• _Exercise aim_
The task requires restating, word for word, the lines of the entries below from the one containing "Question. The photo above holds the colorful" through the final one, both included.

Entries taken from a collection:
⟨

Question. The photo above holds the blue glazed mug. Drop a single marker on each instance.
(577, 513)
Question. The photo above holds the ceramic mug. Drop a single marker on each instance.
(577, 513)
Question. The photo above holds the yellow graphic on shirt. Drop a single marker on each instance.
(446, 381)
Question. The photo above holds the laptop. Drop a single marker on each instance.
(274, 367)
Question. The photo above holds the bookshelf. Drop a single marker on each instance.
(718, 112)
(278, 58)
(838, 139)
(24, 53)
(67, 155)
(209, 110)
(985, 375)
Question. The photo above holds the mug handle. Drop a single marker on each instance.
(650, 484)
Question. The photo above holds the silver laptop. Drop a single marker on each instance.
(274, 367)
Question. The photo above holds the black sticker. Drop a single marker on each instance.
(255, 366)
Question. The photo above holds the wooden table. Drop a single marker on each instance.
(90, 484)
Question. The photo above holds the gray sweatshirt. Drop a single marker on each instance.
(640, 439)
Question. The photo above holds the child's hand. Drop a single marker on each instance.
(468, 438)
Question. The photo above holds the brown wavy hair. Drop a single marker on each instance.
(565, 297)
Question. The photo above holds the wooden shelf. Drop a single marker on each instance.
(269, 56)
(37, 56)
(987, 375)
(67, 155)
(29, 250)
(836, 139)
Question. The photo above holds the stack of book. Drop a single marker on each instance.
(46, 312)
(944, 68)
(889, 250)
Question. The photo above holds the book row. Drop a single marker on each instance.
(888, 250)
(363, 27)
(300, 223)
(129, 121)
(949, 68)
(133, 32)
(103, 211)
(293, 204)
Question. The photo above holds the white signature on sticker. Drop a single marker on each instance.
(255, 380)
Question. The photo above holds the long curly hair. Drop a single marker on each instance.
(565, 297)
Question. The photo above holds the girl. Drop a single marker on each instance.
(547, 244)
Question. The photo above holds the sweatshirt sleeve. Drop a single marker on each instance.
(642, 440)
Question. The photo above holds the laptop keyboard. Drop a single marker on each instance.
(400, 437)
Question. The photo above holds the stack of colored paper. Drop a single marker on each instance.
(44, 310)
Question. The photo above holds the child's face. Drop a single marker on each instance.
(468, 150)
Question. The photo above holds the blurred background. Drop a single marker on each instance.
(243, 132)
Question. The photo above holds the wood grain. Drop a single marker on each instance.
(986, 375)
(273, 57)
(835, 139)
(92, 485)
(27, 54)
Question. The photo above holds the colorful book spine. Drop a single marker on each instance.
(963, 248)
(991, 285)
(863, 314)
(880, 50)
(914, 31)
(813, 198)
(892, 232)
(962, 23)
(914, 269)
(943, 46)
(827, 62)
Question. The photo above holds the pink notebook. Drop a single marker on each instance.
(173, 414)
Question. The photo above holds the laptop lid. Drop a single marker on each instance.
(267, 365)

⟩

• _Result_
Question. The photo above holds the colorful book spine. Drop a single marker on each instance.
(963, 248)
(991, 285)
(863, 314)
(880, 50)
(914, 31)
(813, 198)
(892, 232)
(962, 23)
(914, 269)
(943, 46)
(827, 62)
Question. The photo above holds the pink notebook. Drop a single marker on each instance.
(173, 414)
Question. The photo above holds the laptop lid. Drop a single marker on each instance.
(267, 365)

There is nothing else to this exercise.